** Begin Extract to read **

Closed GoogleCodeExporter closed 9 years ago
Fixed in reinsert.pm r116 with result:
Tokenizer <g id="0"> programma have to be , the <g id="1"> <g id="2"> </g>
sadala </g> <g id="3"> </g> ievadīto & $ tekstu teikumos , and the teikumus
vārdos14 . </g>
Not exactly what expected, but the current algorithm cannot:
1. Output opening and closing tags in a specific order before before a phrase,
ie. it cannot output "<g id="1"> </g> <g id="2">". It first outputs all opening
tags, then outputs all closing tags before a phrase, then the phrase, then all
closing tags after a phrase. Note that an order cannot necessarily determined:
the combination of tag pairs around target phrases is different from the
source. If you need strict tag order, you can use an alternative mechanism with
wrap_markup.pm (this also prevents any phrase reordering across markup).
2. Close <g id="2"> after <g id="3">. The former is associated with the phrase
"sadala" only, so it needs to be closed after that phrase. <g id="3"> is
associated with the phrase starting with "ievadīto"
Fixing this further would be a feature request, but it has the problem already
described in 1. and basically tag combinations '<g id="1"> </g>' without a
token in between them should not really happen. These should really be isolated
tags '<x id="1"/>'.
Original comment by Achi...@gmail.com
on 31 Jan 2012 at 11:40
Correction: fixed with reinsert.pm r119
Original comment by Achi...@gmail.com
on 31 Jan 2012 at 11:42
Original issue reported on code.google.com by
Achi...@gmail.com
on 31 Jan 2012 at 11:35

** End Extract to read **
** Begin Entries provided **

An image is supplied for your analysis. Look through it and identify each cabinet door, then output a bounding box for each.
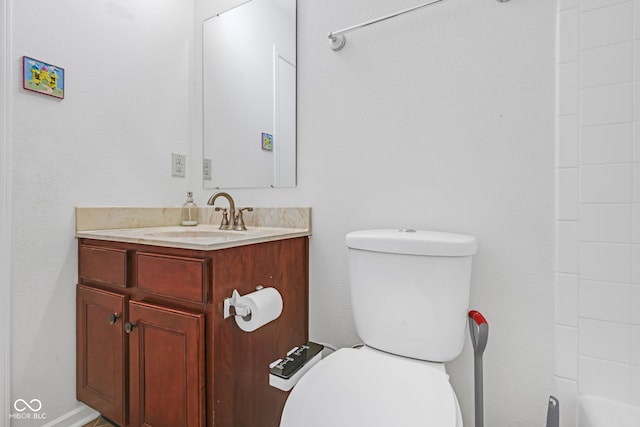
[125,301,205,427]
[76,285,127,425]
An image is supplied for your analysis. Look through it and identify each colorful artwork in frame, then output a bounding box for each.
[262,133,273,151]
[22,56,64,99]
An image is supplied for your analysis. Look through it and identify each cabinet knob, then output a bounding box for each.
[109,313,120,325]
[124,322,136,334]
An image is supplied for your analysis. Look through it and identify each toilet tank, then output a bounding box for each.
[345,229,476,362]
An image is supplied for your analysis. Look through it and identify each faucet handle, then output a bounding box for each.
[214,207,230,230]
[233,208,253,231]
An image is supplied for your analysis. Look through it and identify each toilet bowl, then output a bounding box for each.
[280,229,476,427]
[280,347,462,427]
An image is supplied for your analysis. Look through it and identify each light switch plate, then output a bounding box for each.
[171,153,187,177]
[202,159,213,181]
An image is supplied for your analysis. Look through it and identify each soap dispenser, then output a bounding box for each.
[182,191,198,225]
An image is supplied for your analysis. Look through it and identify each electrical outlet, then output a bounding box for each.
[202,159,213,181]
[171,153,187,176]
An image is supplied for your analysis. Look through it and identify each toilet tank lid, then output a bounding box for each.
[345,228,477,256]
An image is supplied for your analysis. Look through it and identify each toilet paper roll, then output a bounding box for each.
[235,288,282,332]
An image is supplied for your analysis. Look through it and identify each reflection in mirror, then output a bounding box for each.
[202,0,296,188]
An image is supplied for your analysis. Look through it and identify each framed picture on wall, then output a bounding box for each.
[22,56,64,99]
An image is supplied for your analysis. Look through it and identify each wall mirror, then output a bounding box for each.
[202,0,296,188]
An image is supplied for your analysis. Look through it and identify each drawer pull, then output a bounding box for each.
[109,313,120,325]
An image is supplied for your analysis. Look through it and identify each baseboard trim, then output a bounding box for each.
[42,403,100,427]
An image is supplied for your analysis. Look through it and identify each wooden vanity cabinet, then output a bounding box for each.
[77,237,308,427]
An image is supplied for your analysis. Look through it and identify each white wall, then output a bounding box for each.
[3,0,555,427]
[0,0,11,425]
[8,0,193,427]
[195,0,555,426]
[555,0,640,426]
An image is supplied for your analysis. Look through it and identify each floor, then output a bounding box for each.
[82,417,115,427]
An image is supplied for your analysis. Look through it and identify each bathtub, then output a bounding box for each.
[578,396,640,427]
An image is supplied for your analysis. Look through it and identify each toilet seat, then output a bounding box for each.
[280,348,462,427]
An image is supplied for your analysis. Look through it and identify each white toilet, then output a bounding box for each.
[280,229,476,427]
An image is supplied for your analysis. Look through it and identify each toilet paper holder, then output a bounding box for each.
[223,286,252,320]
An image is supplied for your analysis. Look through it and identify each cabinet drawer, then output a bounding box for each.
[136,252,207,304]
[78,245,127,287]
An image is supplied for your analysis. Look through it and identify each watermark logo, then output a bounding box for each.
[9,399,47,420]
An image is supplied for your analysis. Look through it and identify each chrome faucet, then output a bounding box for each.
[207,191,236,230]
[207,191,253,231]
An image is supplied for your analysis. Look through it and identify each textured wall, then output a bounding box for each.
[3,0,555,426]
[8,0,193,426]
[195,0,556,427]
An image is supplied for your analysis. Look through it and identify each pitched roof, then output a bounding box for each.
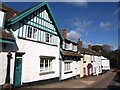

** End Entries provided **

- Problem details -
From the issue thread, list every date and time given for a comment or for the original report. The material plays no part in this.

- Task response -
31 Jan 2012 at 11:40
31 Jan 2012 at 11:42
31 Jan 2012 at 11:35